* _Required actions_
A: In the editorial on rabies vaccination for pets, what share of cats in Hamilton County were vaccinated last year?
B: In the editorial on rabies vaccination for pets, rewrite the passage starting at "That's because household" and ending at "pass it on.", with "household pets" swapped for "domestic animals".
C: Write the next part of the editorial on rabies vaccination for pets, picking up after its last sentence.

* _Extracted text_
::::::::
It's the law. Vaccinate pets

The law requires rabies vaccinations for dogs and cats.

In Hamilton County, compliance with vaccination laws is spotty, at best. Health department officials report that only 55 percent of dogs and 19 percent of cats here were vaccinated last year. Those numbers are unacceptable, especially since pet vaccinations are available at countywide, low-cost rabies clinics as well as at veterinarians' offices. The clinics, held from 4 to 6 p.m., at more than 60 sites, start Friday and continue though April 28. A complete schedule was printed in Tuesday's edition of the Times Free Press and is available online at timesfreepress.com.

Pet owners offer varied excuses for their failure to have their animals vaccinated. None, including the fact that there have been no human cases of rabies here in recent years, is acceptable. Rabies is still widespread in the wild - four rabid bats were identified in the county last year - and history suggests that a low rate of vaccination greatly increases the risk of rabies infection for pets and their owners.

That's because household pets are far more likely to have contact with bats, raccoons and foxes - the typical carriers of rabies - than people. That's not a far-fetched possibility in the contemporary urban-suburban environment where humans and wild animals live in ever-closer proximity to each other. If a vaccinated pet is bitten by rabid wildlife, it will not contract the disease. Without vaccination, a pet is likely to get the ailment and then pass it on.
::::::::
* _Dataset excerpts_
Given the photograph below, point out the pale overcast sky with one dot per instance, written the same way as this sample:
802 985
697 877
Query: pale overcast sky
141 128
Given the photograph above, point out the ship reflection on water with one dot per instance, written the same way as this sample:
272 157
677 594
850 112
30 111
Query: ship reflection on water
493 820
::::::::
* _List of answers_
A: 19 percent

B:
That's because domestic animals are far more likely to have contact with bats, raccoons and foxes - the typical carriers of rabies - than people. That's not a far-fetched possibility in the contemporary urban-suburban environment where humans and wild animals live in ever-closer proximity to each other. If a vaccinated pet is bitten by rabid wildlife, it will not contract the disease. Without vaccination, a pet is likely to get the ailment and then pass it on.

C:
That's because rabies is often very hard to identify in its early stages, and an infected animal might not have signs of illness. Thus, a pet owner or someone else could contract the disease from contact - say, a lick that touches a sore or cut - and contract the disease. Rabies is fatal if it is not treated quickly. Thankfully, deaths are not as common as in the past. Today, antidotes are available and far less frightening and painful than they once were. Still, prompt treatment is necessary.

The dearth of rabies cases here and across the country in the last few years should not lull pet owners or the general public into a false sense of security. Rabies is still a deadly threat. Those who fail to vaccinate their pets - whether at the clinics that start Friday or at their veterinarian's office - are violating that law. Compliance with the rabies ordinance rather than willfully ignoring it would make pet-owning households and the communities where they live far safer places.